At the recent ARM TechCon event, Kelvin Chen, principal engineer for HiSilicon, described how a team at the company used Synopsys’ flow to put together a 16nm finFET-based design built around a cluster of ARM’s Cortex A57 processors.
Introducing Chen at TechCon, Muming Tang, Synopsys staff applications consultant, explained how the EDA company had built features into the flow to help with the challenges of finFET-based design. Rather than the finFET itself, one of the key issues with this type of design is handling the ramifications of double-patterned lithography. Design-rule restrictions make access to the pins of standard cells more difficult than with older nodes. So, where space is available, Tang said IC Compiler will use long pins so the router can more easily find an access point.
To avoid stitching problems with double patterning, the router will avoid odd-pitch jogs, ensuring that a route stays on one mask as far as possible. For power routing, the router will avoid via arrays so as not to introduce unnecessary jogs.
Further changes control the way in which cells are placed and sized to cope with design rules for threshold voltage control. As the wells implanted to suit a certain threshold voltage cannot scale below a certain size, placement engines need to be able to detect isolated cells and increase their area to the required size. “IC Compiler supports this very well,” Chen said.
Moving to 16nm
Starting out as an ASIC design center for Huawei, HiSilicon has been using ARM processors for a number of years, licensing the v8 architecture that lies behind the A57 in 2012. “Since then we have focused significant effort on developing with ARM cores,” Chen said.
An eight-member team worked on the 16nm finFET project at HiSilicon. Each team member was responsible for one or more blocks, with one of the group taking care of top-level and block integration, Chen explained. Many blocks were reused from earlier designs and the team did a test chip with a single A57 to validate the technologies. For the design, HiSilicon based implementation on the Synopsys high-performance core and emerging node reference methodology. “With this test chip, we had a tapeout-proven flow,” Chen said.
The team faced a number of challenges. Not only was the target frequency for the processors 2GHz, but there were constraints in terms of schedule, as well as the issues raised by the new process.

Saved entries:

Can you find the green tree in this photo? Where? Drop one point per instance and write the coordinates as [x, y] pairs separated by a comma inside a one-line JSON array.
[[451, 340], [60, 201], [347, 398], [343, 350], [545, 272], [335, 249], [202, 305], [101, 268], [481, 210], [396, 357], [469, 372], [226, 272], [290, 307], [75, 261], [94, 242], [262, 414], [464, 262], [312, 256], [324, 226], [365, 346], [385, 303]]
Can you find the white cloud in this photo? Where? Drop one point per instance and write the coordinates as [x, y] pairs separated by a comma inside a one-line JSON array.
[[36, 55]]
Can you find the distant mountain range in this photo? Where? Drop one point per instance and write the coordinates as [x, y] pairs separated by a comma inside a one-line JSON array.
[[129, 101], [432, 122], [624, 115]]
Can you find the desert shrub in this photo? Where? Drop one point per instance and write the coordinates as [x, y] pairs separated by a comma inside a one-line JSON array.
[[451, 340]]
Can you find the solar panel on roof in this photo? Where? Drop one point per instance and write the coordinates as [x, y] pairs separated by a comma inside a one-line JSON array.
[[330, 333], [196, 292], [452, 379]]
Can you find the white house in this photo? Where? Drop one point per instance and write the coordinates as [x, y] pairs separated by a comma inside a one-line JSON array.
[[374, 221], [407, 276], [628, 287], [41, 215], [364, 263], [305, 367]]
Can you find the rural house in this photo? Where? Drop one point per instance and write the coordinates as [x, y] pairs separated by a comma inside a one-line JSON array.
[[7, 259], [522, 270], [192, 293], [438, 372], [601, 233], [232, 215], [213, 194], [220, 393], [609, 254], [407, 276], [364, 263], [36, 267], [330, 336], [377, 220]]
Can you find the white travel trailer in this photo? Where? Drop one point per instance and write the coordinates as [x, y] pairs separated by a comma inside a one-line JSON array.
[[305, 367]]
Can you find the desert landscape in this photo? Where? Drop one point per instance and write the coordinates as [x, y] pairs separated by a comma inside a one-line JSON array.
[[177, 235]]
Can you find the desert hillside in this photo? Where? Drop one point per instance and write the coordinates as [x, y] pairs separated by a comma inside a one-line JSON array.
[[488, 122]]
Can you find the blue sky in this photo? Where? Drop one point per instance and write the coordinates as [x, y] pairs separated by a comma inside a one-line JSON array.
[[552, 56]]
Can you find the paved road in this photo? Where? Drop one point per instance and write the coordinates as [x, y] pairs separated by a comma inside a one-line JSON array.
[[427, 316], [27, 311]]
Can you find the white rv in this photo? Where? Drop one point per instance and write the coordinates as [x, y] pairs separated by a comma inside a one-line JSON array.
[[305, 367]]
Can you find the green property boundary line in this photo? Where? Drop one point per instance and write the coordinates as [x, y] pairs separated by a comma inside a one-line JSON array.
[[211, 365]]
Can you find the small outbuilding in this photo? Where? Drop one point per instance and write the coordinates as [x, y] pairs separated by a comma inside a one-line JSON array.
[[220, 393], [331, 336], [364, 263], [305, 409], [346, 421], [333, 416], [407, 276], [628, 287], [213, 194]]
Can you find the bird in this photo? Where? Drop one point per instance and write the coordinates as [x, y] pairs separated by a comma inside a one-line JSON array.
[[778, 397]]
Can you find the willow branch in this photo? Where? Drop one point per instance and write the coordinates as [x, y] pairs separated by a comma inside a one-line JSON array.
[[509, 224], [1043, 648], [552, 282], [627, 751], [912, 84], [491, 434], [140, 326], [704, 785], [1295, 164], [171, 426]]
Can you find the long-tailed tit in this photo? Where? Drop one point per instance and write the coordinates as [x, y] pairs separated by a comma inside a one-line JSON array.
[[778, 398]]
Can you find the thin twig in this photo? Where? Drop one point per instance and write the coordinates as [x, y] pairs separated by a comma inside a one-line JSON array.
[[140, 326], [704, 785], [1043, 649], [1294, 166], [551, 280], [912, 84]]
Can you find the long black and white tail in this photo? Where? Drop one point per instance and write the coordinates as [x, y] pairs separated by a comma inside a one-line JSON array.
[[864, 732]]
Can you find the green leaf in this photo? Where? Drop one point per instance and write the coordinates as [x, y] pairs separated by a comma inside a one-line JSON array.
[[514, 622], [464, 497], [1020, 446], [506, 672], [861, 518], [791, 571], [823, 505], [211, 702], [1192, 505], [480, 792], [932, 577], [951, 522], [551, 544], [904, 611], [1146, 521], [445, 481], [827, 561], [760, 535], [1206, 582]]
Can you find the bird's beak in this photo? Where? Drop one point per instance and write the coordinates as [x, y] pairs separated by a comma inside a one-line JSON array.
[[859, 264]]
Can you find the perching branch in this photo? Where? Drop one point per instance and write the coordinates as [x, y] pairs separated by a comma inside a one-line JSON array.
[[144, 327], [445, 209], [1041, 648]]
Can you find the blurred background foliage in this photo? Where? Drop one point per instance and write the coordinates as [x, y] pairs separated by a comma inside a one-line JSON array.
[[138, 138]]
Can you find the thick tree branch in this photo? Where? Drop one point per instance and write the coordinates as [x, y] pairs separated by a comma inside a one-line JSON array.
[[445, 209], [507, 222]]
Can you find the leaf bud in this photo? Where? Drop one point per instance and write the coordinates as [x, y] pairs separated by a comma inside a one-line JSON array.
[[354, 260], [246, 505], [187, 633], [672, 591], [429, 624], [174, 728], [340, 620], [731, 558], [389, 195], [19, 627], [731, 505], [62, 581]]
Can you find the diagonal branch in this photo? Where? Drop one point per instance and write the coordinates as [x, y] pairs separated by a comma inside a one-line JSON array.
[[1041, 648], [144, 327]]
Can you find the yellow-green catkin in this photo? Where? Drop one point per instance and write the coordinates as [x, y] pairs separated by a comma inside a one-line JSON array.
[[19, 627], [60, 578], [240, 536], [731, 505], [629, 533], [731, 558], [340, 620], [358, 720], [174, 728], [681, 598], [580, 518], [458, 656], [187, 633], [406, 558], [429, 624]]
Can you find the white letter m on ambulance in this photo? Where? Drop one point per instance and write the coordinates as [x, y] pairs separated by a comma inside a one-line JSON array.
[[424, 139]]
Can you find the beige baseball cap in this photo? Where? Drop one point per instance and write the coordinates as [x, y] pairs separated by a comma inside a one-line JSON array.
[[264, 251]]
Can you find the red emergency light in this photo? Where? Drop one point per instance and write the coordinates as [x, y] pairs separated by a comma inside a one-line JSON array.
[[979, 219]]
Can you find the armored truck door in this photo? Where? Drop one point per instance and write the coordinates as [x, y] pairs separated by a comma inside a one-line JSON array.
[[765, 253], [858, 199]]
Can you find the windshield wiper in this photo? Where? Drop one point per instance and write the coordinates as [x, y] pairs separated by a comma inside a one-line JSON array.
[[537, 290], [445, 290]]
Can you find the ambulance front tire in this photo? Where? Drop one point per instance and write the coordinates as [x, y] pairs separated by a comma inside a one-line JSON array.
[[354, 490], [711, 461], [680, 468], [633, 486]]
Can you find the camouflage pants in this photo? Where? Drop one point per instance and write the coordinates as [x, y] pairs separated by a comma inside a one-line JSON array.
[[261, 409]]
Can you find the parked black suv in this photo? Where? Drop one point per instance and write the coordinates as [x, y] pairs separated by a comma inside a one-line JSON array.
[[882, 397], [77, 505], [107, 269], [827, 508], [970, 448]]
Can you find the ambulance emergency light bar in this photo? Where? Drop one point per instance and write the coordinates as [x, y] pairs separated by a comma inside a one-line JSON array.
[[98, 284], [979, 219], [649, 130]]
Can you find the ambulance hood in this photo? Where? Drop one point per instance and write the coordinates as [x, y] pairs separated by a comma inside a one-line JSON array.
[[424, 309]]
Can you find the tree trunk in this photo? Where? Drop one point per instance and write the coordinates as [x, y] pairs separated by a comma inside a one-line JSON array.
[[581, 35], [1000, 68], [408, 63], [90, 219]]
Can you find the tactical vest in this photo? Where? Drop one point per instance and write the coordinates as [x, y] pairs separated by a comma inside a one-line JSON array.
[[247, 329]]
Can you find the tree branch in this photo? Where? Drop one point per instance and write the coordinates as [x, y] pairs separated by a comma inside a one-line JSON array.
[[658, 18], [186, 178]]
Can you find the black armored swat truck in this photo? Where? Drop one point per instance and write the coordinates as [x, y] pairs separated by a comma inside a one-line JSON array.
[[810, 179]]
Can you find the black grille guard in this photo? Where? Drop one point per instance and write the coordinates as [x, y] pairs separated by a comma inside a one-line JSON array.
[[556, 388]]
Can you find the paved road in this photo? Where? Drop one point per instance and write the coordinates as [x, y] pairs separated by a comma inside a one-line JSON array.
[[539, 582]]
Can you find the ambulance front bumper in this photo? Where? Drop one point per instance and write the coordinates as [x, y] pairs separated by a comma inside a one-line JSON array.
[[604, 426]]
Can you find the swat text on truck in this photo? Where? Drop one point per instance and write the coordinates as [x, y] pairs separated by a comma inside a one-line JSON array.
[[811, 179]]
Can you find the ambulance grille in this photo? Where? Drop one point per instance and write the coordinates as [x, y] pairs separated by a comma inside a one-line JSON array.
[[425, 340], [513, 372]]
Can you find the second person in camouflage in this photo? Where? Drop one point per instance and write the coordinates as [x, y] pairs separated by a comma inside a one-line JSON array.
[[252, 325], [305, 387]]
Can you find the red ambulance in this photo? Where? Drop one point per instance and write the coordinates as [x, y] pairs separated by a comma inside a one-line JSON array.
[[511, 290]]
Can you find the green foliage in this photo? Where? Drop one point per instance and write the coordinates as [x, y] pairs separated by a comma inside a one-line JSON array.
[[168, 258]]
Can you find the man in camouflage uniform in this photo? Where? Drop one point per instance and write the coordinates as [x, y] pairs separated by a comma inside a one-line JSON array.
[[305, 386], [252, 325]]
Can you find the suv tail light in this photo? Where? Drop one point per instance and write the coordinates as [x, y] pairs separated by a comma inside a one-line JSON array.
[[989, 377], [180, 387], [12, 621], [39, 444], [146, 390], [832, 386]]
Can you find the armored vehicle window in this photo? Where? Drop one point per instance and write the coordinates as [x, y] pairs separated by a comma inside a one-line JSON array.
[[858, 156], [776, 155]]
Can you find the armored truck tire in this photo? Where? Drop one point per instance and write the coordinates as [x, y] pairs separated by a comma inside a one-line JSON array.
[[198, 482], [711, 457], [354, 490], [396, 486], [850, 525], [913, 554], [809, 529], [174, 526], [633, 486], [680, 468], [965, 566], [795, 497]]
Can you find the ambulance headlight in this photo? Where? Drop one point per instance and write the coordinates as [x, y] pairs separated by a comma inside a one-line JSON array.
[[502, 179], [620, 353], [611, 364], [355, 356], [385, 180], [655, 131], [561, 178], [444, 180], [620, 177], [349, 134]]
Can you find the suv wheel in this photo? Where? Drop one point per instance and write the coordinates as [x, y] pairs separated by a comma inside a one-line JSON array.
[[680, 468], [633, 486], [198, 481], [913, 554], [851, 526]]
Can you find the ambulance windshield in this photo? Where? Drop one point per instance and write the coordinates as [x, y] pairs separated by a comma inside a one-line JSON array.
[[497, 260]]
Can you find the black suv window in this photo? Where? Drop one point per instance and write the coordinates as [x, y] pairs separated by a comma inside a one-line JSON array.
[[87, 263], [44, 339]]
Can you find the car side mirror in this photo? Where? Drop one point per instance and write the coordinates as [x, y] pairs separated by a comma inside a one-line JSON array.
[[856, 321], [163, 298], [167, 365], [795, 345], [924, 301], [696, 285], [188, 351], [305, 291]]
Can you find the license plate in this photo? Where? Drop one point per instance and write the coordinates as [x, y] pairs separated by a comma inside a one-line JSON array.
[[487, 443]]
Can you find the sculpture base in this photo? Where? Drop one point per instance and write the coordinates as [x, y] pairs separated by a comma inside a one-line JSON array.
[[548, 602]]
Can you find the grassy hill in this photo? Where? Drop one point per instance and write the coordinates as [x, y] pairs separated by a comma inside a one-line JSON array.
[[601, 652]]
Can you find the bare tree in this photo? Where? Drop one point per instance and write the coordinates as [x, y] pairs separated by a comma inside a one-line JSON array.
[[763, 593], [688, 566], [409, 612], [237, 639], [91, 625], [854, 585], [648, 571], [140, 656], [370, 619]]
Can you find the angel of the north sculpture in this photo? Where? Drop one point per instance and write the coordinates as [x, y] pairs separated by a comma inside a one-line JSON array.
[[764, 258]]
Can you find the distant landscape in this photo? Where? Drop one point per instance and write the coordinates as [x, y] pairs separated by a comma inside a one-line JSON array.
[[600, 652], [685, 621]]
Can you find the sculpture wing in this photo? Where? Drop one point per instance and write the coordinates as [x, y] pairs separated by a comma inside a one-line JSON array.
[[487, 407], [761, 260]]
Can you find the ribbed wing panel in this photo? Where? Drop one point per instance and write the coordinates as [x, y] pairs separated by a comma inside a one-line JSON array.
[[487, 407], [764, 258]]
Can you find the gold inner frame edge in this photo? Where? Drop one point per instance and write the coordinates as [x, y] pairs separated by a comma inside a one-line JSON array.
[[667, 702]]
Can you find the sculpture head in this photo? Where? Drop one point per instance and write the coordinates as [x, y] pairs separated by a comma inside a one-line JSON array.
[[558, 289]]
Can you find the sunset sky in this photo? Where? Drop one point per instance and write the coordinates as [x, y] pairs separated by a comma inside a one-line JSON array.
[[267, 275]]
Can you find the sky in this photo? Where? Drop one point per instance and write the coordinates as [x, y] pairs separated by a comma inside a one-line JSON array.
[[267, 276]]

**DIRECTIONS:**
1. Repeat the text on HiSilicon's finFET design from "Introducing Chen at" up to and including "introduce unnecessary jogs.", switching "router" to "routing tool".
2. Answer these questions from the text on HiSilicon's finFET design:
(a) In what year did HiSilicon license the v8 architecture?
(b) How many members were on the team that worked on the 16nm finFET project?
(c) What was the target frequency for the processors?

**SOLUTIONS TO THE PROBLEMS:**
1.
Introducing Chen at TechCon, Muming Tang, Synopsys staff applications consultant, explained how the EDA company had built features into the flow to help with the challenges of finFET-based design. Rather than the finFET itself, one of the key issues with this type of design is handling the ramifications of double-patterned lithography. Design-rule restrictions make access to the pins of standard cells more difficult than with older nodes. So, where space is available, Tang said IC Compiler will use long pins so the routing tool can more easily find an access point.
To avoid stitching problems with double patterning, the routing tool will avoid odd-pitch jogs, ensuring that a route stays on one mask as far as possible. For power routing, the routing tool will avoid via arrays so as not to introduce unnecessary jogs.

2.
(a) 2012
(b) Eight
(c) 2GHz